Records =>
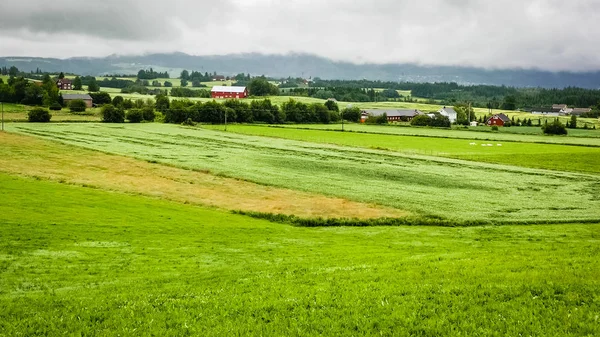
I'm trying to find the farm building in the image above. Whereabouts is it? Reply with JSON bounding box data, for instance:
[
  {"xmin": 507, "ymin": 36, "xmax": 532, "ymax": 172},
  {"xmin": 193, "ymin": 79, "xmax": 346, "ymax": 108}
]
[
  {"xmin": 56, "ymin": 78, "xmax": 73, "ymax": 90},
  {"xmin": 360, "ymin": 109, "xmax": 422, "ymax": 123},
  {"xmin": 571, "ymin": 108, "xmax": 592, "ymax": 116},
  {"xmin": 62, "ymin": 94, "xmax": 93, "ymax": 108},
  {"xmin": 531, "ymin": 105, "xmax": 566, "ymax": 116},
  {"xmin": 210, "ymin": 85, "xmax": 248, "ymax": 98},
  {"xmin": 438, "ymin": 107, "xmax": 458, "ymax": 123},
  {"xmin": 487, "ymin": 114, "xmax": 510, "ymax": 126}
]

Directive =>
Print the lines above verbatim, leaving out the pictures.

Output for this exercise =>
I'm trying to find the farm building in the image above. Whereabouts is it? Reply with JSON bounding box data, for instance:
[
  {"xmin": 507, "ymin": 36, "xmax": 532, "ymax": 172},
  {"xmin": 193, "ymin": 79, "xmax": 346, "ymax": 108}
]
[
  {"xmin": 56, "ymin": 78, "xmax": 73, "ymax": 90},
  {"xmin": 360, "ymin": 109, "xmax": 422, "ymax": 123},
  {"xmin": 571, "ymin": 108, "xmax": 592, "ymax": 116},
  {"xmin": 62, "ymin": 94, "xmax": 93, "ymax": 108},
  {"xmin": 531, "ymin": 105, "xmax": 566, "ymax": 116},
  {"xmin": 210, "ymin": 85, "xmax": 248, "ymax": 98},
  {"xmin": 438, "ymin": 107, "xmax": 458, "ymax": 123},
  {"xmin": 487, "ymin": 114, "xmax": 510, "ymax": 126}
]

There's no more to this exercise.